>> Begin
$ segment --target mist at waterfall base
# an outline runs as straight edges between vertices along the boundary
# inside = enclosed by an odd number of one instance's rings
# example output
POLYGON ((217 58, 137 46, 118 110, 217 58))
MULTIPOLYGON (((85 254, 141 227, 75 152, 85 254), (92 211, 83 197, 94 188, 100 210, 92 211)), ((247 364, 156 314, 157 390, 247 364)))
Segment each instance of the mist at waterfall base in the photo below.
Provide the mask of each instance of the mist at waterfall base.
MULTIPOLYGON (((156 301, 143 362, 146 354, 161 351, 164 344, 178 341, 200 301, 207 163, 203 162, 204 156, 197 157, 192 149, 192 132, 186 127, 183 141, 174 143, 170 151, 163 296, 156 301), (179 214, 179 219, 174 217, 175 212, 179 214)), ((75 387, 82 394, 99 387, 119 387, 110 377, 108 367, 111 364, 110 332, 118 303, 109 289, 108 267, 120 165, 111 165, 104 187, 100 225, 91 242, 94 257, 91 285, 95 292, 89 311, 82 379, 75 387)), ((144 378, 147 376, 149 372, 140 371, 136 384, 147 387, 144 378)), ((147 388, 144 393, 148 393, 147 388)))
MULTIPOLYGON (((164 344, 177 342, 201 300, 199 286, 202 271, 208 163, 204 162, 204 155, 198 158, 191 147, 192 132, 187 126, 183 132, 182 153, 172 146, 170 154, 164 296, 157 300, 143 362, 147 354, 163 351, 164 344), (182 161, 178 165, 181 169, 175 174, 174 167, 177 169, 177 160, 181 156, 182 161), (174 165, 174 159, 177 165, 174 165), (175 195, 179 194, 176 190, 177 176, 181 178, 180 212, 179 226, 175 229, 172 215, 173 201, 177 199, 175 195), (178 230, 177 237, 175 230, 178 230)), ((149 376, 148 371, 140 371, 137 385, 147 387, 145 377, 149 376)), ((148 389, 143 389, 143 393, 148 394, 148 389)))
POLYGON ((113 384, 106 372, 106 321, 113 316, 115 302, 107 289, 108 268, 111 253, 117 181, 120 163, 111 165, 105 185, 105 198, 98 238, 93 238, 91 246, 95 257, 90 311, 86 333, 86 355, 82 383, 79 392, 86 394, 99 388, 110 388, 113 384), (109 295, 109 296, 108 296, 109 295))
>> End
REQUIREMENTS: Print the lines of the material from its first line through the line containing "POLYGON ((217 58, 137 46, 118 110, 217 58))", both ends included, and reproduce each one without any change.

ANSWER FOR THE TASK:
$ segment --target mist at waterfall base
# an outline runs as straight edges between vertices along the boundary
# inside = enclosed by an odd number of one instance's rings
# example output
POLYGON ((217 58, 137 46, 118 110, 217 58))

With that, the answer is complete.